## WHAT THE TASK ASKS
Type out the passage below on the doubly stochastic multinomial manifold in full, word for word, keeping every formula and the factory call unchanged.

## EXCERPTED PASSAGE
::::::::::

The doubly stochastic multinomial manifold $\mathcal{DP}_n$ (the set of entry-wise positive matrices of size nxn with columns and rows summing to 1) is endowed with a Riemannian manifold structure by considering it as a Riemannian submanifold of the embedding Euclidean space $\mathbb{R}^{n\times n}$ endowed with the Fisher information as inner product $\langle\xi_\mathbf{X},\eta_\mathbf{X}\rangle_\mathbf{X} = \sum\limits_{i=1}^n \sum\limits_{j=1}^n \cfrac{(\xi_\mathbf{X})_{ij} (\eta_\mathbf{X})_{ij}}{\mathbf{X}_{ij}}$. The geometry of the doubly stochastic multinomial manifold is available in the research paper [DH18].

Factory call: `M = multinomialdoublystochasticfactory(n)`

.

::::::::::

## DATA
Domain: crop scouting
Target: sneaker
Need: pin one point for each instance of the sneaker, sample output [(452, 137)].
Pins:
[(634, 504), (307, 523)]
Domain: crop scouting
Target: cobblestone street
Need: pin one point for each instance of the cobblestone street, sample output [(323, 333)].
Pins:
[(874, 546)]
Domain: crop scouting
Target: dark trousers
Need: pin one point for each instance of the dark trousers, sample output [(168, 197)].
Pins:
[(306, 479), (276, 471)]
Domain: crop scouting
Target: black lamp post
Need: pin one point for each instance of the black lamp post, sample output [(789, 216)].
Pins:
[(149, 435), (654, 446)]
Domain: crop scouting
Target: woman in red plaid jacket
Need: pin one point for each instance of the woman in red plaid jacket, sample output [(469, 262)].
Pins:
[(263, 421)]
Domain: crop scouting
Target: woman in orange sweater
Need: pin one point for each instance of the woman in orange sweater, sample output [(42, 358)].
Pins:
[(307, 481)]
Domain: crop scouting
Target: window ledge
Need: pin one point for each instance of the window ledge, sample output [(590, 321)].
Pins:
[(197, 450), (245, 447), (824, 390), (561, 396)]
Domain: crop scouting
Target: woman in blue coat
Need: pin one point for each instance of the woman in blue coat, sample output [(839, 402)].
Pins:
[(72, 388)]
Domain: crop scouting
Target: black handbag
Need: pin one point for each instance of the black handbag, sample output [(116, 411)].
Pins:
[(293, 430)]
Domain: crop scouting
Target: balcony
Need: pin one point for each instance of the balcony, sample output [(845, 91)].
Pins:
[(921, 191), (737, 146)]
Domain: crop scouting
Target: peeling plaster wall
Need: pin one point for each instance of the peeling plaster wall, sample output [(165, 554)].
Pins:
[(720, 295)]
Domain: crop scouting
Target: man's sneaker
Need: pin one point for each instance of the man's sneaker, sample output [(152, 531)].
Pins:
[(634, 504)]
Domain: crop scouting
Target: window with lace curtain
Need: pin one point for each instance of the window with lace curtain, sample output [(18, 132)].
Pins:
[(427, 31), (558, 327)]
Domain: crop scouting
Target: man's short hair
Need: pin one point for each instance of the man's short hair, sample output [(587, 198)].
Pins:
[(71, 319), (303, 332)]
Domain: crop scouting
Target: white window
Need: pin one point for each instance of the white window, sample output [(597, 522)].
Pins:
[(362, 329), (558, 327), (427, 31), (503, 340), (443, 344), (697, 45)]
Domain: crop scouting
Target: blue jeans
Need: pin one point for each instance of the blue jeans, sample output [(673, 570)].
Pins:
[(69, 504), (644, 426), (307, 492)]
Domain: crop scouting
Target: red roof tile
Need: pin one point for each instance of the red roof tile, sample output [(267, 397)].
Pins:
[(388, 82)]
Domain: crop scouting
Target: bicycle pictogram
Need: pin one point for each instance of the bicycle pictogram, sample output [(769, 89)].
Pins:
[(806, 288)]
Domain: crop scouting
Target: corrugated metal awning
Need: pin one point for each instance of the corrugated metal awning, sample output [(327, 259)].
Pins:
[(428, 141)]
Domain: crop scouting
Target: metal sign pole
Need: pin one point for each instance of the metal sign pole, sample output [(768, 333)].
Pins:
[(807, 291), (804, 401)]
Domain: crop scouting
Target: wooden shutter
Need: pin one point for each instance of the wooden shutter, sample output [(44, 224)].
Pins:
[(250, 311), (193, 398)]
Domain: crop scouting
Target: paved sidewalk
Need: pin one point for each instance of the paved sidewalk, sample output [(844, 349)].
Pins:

::::::::::

## EXPECTED ANSWER
The doubly stochastic multinomial manifold $\mathcal{DP}_n$ (the set of entry-wise positive matrices of size nxn with columns and rows summing to 1) is endowed with a Riemannian manifold structure by considering it as a Riemannian submanifold of the embedding Euclidean space $\mathbb{R}^{n\times n}$ endowed with the Fisher information as inner product $\langle\xi_\mathbf{X},\eta_\mathbf{X}\rangle_\mathbf{X} = \sum\limits_{i=1}^n \sum\limits_{j=1}^n \cfrac{(\xi_\mathbf{X})_{ij} (\eta_\mathbf{X})_{ij}}{\mathbf{X}_{ij}}$. The geometry of the doubly stochastic multinomial manifold is available in the research paper [DH18].

Factory call: `M = multinomialdoublystochasticfactory(n)`

.